* _What is required_:
Continue the commentary below on the Torah portion Mishpatim from the point where it stops.

* _Text_:

------------------------------------------------------------------------

Lessons beyond the laws
Mishpatim — Exodus 18:1-20:23
An old canard imagines Judaism as narrow, legalistic, and cruel — witness Shakespeare’s Shylock, anxious to extract a pound of flesh owed him from a poorly considered bet. But Shylock is imaginary, and Judaism is none of the above. Our detractors mistake surface form for deeper meaning. Noxious rules sometimes do remain formally on our Jewish law books, but they are not followed; they serve to provide lessons in theological and ethical meaning.
Take this week’s demand, “an eye for an eye, a tooth for a tooth.” The rabbis dismissed its draconian possibilities by explaining that every person’s eyes are different: Who can compare what your eyes mean to you with what my eyes mean to me? Unable to exact theoretical justice, we settle for monetary compensation.
Yet the Torah’s legislation remains in place lest we forget its theoretical lesson: No amount of money can truly compensate for mayhem. The human body is sacred. Its damaged parts are beyond financial recompense.

------------------------------------------------------------------------

* _Saved entries_:
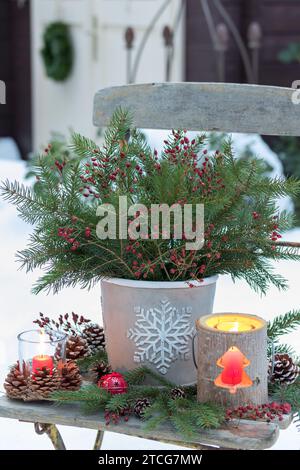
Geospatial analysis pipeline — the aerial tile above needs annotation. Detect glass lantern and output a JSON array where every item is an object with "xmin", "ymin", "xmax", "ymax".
[{"xmin": 18, "ymin": 330, "xmax": 67, "ymax": 377}]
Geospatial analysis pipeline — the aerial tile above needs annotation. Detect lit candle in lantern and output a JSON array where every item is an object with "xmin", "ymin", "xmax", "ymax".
[
  {"xmin": 215, "ymin": 346, "xmax": 252, "ymax": 393},
  {"xmin": 32, "ymin": 330, "xmax": 53, "ymax": 375},
  {"xmin": 196, "ymin": 312, "xmax": 268, "ymax": 406}
]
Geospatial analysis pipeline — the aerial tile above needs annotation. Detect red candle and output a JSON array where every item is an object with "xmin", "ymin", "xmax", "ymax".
[
  {"xmin": 221, "ymin": 347, "xmax": 244, "ymax": 385},
  {"xmin": 32, "ymin": 354, "xmax": 53, "ymax": 374},
  {"xmin": 215, "ymin": 346, "xmax": 252, "ymax": 393}
]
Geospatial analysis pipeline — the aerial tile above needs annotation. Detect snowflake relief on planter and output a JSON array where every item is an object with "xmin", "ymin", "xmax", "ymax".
[{"xmin": 127, "ymin": 299, "xmax": 194, "ymax": 374}]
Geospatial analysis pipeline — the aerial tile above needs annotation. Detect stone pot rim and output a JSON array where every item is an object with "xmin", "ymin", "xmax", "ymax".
[{"xmin": 101, "ymin": 274, "xmax": 219, "ymax": 289}]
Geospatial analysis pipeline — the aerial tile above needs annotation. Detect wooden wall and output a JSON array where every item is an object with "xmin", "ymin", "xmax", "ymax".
[
  {"xmin": 186, "ymin": 0, "xmax": 300, "ymax": 86},
  {"xmin": 0, "ymin": 0, "xmax": 32, "ymax": 158}
]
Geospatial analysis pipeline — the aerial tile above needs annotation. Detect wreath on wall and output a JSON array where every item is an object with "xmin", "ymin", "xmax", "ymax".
[{"xmin": 41, "ymin": 22, "xmax": 74, "ymax": 82}]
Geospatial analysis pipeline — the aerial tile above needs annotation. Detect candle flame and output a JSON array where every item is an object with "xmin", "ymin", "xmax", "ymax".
[{"xmin": 229, "ymin": 321, "xmax": 239, "ymax": 332}]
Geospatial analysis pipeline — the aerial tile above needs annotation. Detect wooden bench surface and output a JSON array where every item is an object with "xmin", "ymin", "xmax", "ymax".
[
  {"xmin": 94, "ymin": 83, "xmax": 300, "ymax": 136},
  {"xmin": 0, "ymin": 397, "xmax": 292, "ymax": 449}
]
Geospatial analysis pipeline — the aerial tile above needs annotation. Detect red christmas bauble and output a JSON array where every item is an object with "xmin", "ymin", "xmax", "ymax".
[{"xmin": 98, "ymin": 372, "xmax": 128, "ymax": 395}]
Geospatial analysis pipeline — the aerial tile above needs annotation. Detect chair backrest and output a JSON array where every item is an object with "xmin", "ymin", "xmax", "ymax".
[{"xmin": 93, "ymin": 82, "xmax": 300, "ymax": 136}]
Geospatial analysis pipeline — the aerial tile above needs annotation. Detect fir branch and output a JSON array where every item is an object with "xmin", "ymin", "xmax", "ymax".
[{"xmin": 268, "ymin": 310, "xmax": 300, "ymax": 341}]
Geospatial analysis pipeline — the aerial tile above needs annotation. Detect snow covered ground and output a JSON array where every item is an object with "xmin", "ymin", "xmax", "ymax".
[{"xmin": 0, "ymin": 135, "xmax": 300, "ymax": 450}]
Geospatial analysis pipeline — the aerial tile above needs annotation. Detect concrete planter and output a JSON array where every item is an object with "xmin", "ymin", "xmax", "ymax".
[{"xmin": 101, "ymin": 276, "xmax": 218, "ymax": 385}]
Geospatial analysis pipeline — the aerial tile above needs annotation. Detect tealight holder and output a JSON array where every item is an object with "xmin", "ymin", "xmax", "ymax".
[
  {"xmin": 18, "ymin": 330, "xmax": 67, "ymax": 377},
  {"xmin": 196, "ymin": 313, "xmax": 268, "ymax": 406}
]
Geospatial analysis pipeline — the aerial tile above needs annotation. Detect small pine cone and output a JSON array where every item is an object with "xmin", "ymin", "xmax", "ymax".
[
  {"xmin": 25, "ymin": 367, "xmax": 60, "ymax": 401},
  {"xmin": 4, "ymin": 363, "xmax": 27, "ymax": 400},
  {"xmin": 269, "ymin": 354, "xmax": 300, "ymax": 385},
  {"xmin": 82, "ymin": 324, "xmax": 105, "ymax": 355},
  {"xmin": 133, "ymin": 398, "xmax": 151, "ymax": 419},
  {"xmin": 60, "ymin": 359, "xmax": 82, "ymax": 391},
  {"xmin": 66, "ymin": 335, "xmax": 89, "ymax": 360},
  {"xmin": 171, "ymin": 387, "xmax": 185, "ymax": 400},
  {"xmin": 89, "ymin": 361, "xmax": 112, "ymax": 384}
]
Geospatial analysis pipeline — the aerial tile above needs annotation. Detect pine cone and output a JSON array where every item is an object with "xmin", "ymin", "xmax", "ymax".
[
  {"xmin": 24, "ymin": 367, "xmax": 60, "ymax": 401},
  {"xmin": 89, "ymin": 361, "xmax": 112, "ymax": 383},
  {"xmin": 66, "ymin": 335, "xmax": 89, "ymax": 360},
  {"xmin": 133, "ymin": 398, "xmax": 151, "ymax": 419},
  {"xmin": 82, "ymin": 324, "xmax": 105, "ymax": 355},
  {"xmin": 60, "ymin": 359, "xmax": 82, "ymax": 391},
  {"xmin": 171, "ymin": 387, "xmax": 185, "ymax": 400},
  {"xmin": 269, "ymin": 354, "xmax": 300, "ymax": 385},
  {"xmin": 4, "ymin": 363, "xmax": 27, "ymax": 400}
]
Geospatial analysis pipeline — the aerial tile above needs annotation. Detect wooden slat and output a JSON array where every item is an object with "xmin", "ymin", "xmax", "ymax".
[
  {"xmin": 0, "ymin": 397, "xmax": 279, "ymax": 449},
  {"xmin": 94, "ymin": 83, "xmax": 300, "ymax": 136}
]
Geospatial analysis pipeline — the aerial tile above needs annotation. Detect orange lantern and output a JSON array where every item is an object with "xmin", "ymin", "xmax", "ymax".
[{"xmin": 215, "ymin": 346, "xmax": 253, "ymax": 393}]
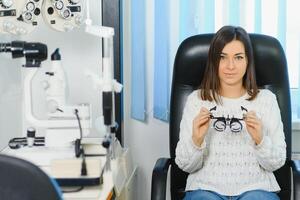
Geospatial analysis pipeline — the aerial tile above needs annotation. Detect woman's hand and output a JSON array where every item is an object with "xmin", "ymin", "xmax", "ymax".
[
  {"xmin": 245, "ymin": 111, "xmax": 262, "ymax": 145},
  {"xmin": 192, "ymin": 107, "xmax": 210, "ymax": 147}
]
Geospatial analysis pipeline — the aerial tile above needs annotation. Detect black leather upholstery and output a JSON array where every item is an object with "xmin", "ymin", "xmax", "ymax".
[
  {"xmin": 0, "ymin": 155, "xmax": 61, "ymax": 200},
  {"xmin": 151, "ymin": 34, "xmax": 292, "ymax": 200}
]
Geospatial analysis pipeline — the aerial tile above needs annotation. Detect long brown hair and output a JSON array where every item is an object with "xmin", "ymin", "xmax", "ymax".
[{"xmin": 200, "ymin": 26, "xmax": 259, "ymax": 103}]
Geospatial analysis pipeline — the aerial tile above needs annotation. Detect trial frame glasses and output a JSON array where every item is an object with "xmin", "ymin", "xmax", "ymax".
[{"xmin": 209, "ymin": 106, "xmax": 248, "ymax": 133}]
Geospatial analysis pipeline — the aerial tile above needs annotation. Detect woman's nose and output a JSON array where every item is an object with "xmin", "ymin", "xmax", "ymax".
[{"xmin": 227, "ymin": 58, "xmax": 235, "ymax": 69}]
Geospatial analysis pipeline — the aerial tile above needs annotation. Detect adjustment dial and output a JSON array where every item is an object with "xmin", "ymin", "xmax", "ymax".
[
  {"xmin": 69, "ymin": 0, "xmax": 81, "ymax": 4},
  {"xmin": 0, "ymin": 0, "xmax": 13, "ymax": 8}
]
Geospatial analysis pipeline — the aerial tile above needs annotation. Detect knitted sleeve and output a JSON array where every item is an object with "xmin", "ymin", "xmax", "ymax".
[
  {"xmin": 175, "ymin": 93, "xmax": 207, "ymax": 173},
  {"xmin": 255, "ymin": 92, "xmax": 286, "ymax": 171}
]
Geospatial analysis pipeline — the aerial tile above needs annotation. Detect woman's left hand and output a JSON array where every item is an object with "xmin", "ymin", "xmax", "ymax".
[{"xmin": 244, "ymin": 111, "xmax": 262, "ymax": 145}]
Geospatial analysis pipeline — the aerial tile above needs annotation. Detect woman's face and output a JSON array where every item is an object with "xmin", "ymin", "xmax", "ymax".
[{"xmin": 219, "ymin": 40, "xmax": 247, "ymax": 88}]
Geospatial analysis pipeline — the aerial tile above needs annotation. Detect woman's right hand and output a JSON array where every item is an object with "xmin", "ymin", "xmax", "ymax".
[{"xmin": 192, "ymin": 107, "xmax": 211, "ymax": 147}]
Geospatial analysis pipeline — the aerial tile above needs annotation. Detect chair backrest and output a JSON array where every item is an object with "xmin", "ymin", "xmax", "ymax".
[
  {"xmin": 0, "ymin": 155, "xmax": 61, "ymax": 200},
  {"xmin": 169, "ymin": 34, "xmax": 291, "ymax": 199}
]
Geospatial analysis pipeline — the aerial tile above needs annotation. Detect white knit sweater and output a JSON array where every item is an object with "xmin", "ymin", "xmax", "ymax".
[{"xmin": 175, "ymin": 90, "xmax": 286, "ymax": 196}]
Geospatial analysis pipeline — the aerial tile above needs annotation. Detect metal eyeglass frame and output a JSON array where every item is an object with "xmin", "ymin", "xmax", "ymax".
[{"xmin": 209, "ymin": 106, "xmax": 248, "ymax": 133}]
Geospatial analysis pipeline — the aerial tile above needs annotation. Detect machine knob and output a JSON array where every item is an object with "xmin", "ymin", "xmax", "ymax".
[
  {"xmin": 1, "ymin": 0, "xmax": 13, "ymax": 8},
  {"xmin": 54, "ymin": 0, "xmax": 64, "ymax": 10},
  {"xmin": 69, "ymin": 0, "xmax": 81, "ymax": 4},
  {"xmin": 26, "ymin": 1, "xmax": 35, "ymax": 12}
]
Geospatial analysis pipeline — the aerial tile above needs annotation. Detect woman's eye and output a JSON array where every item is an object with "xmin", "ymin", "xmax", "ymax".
[{"xmin": 220, "ymin": 55, "xmax": 226, "ymax": 60}]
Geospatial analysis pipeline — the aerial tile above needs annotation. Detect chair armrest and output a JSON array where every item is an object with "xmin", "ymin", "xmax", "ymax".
[
  {"xmin": 291, "ymin": 160, "xmax": 300, "ymax": 200},
  {"xmin": 151, "ymin": 158, "xmax": 171, "ymax": 200}
]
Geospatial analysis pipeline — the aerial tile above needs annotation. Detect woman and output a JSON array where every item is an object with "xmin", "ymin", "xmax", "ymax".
[{"xmin": 175, "ymin": 26, "xmax": 286, "ymax": 200}]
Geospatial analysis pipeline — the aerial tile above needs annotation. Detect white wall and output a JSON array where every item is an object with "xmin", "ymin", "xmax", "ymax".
[{"xmin": 122, "ymin": 0, "xmax": 169, "ymax": 200}]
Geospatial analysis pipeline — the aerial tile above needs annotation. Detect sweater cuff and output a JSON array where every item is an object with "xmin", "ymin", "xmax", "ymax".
[{"xmin": 190, "ymin": 138, "xmax": 206, "ymax": 150}]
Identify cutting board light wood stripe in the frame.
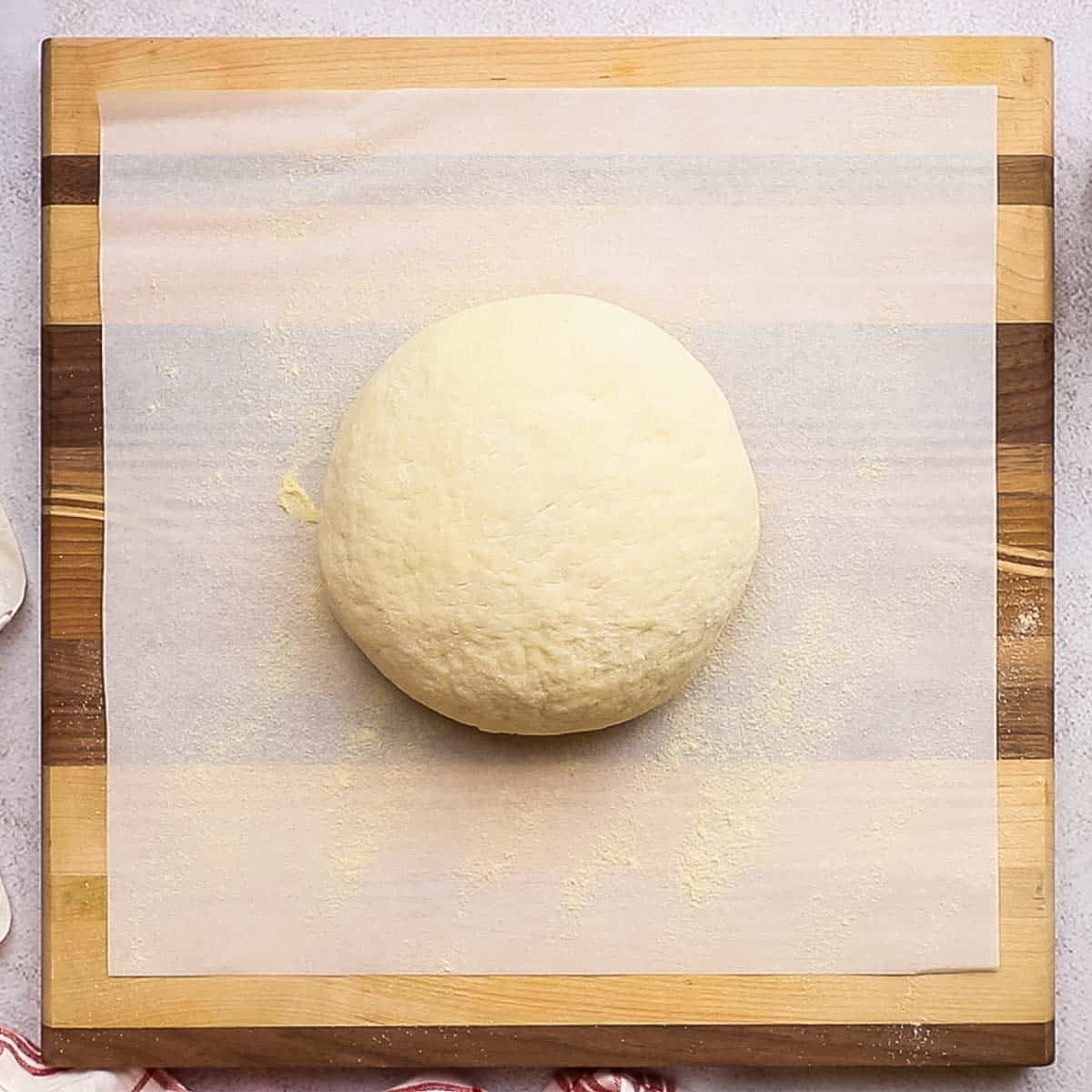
[43,204,1054,326]
[43,32,1054,1067]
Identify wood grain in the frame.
[43,37,1054,155]
[43,1021,1054,1068]
[43,32,1053,1067]
[43,760,1053,1027]
[42,155,1054,206]
[43,206,1054,326]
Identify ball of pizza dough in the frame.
[318,295,759,735]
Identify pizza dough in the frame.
[318,295,759,735]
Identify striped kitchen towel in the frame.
[0,1027,186,1092]
[0,1027,676,1092]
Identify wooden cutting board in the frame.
[42,32,1054,1067]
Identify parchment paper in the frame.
[99,87,997,976]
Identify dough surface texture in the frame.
[318,295,759,735]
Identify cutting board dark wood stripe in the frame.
[43,32,1054,1068]
[44,1022,1054,1069]
[42,155,1054,206]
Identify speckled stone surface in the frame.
[0,0,1092,1092]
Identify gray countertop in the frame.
[0,0,1092,1092]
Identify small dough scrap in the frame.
[318,295,759,735]
[277,470,318,523]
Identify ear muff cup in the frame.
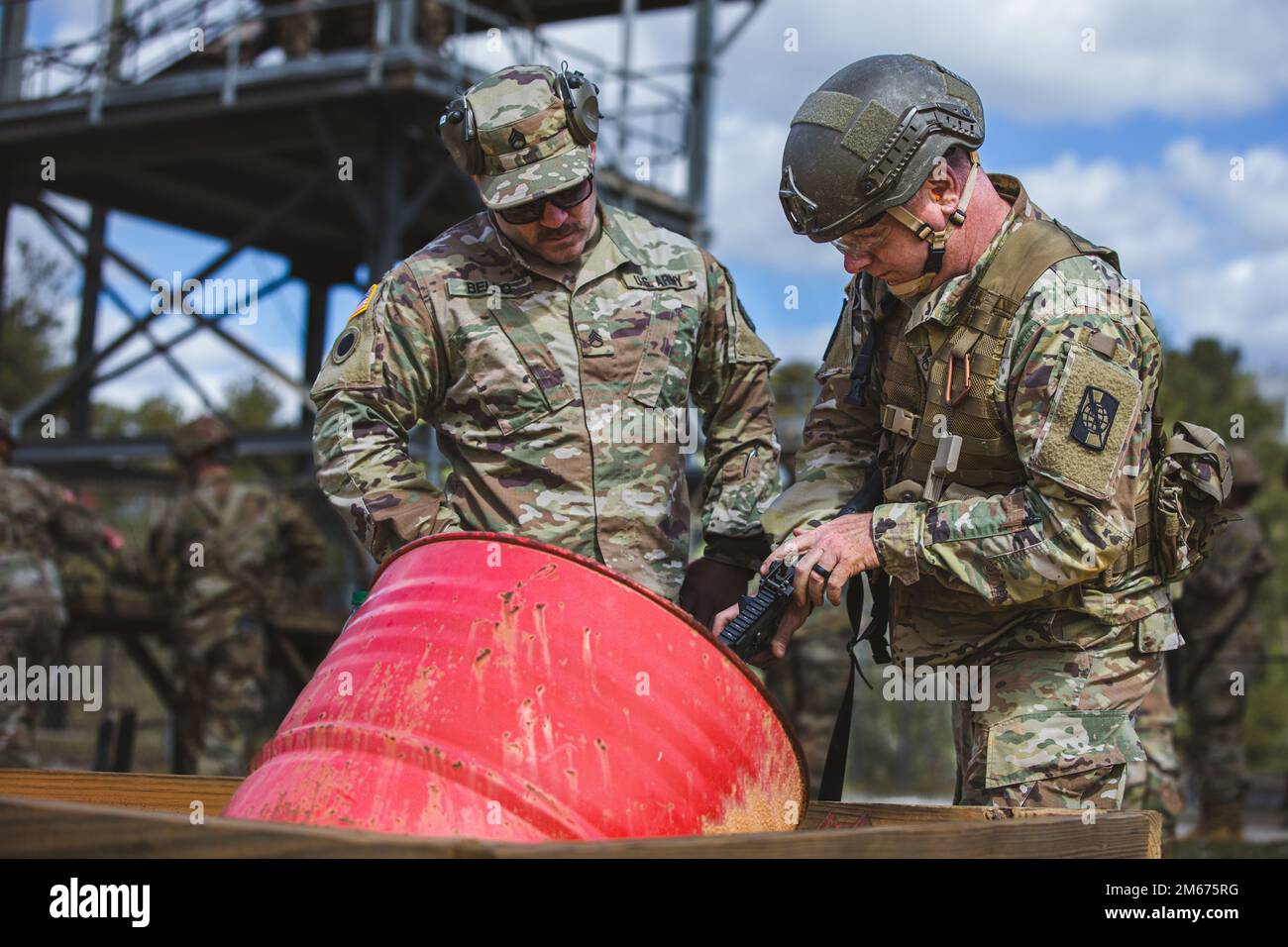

------------------------------------------------------------------------

* _Answer_:
If bodies are sacred, the ultimate act of human kindness must be to heal a body in pain. And indeed, our sedra mandates doctors “certainly to heal.” The rabbis surprise us, then, by saying we are only “permitted” to heal. Moreover, healing is limited on Shabbat, when we may not even pray for someone we are visiting and must not, for example, grind up medicine, since grinding is a form of work.
All this, however, is hardly the heartless legalism outsiders might suppose. In practice, we may pray and we do. Halacha urges us privately to tell a patient, “Shabbat prohibits petitioning. But healing will come soon”; publicly, we offer unadulterated prayers in synagogue services. And when someone really needs it, we can also grind medicines — when a life is at stake, none of the Sabbath limitations holds.
So we have two examples of theoretical constructs that are narrowly legal but intended as models from which lessons might be drawn, not guides to actual behavior. “An eye for an eye” is a biblical rule that stayed on the books even though it was never followed. Shabbat healing regulations are rabbinic interpretations that remain theoretically in force even though we get around them when necessary. In both cases, insistence on legalistic ideals teaches us lessons beyond the law.
“An eye for an eye” teaches the ultimate sanctity of the human body. What lesson is implicit in the warnings against healing on Shabbat?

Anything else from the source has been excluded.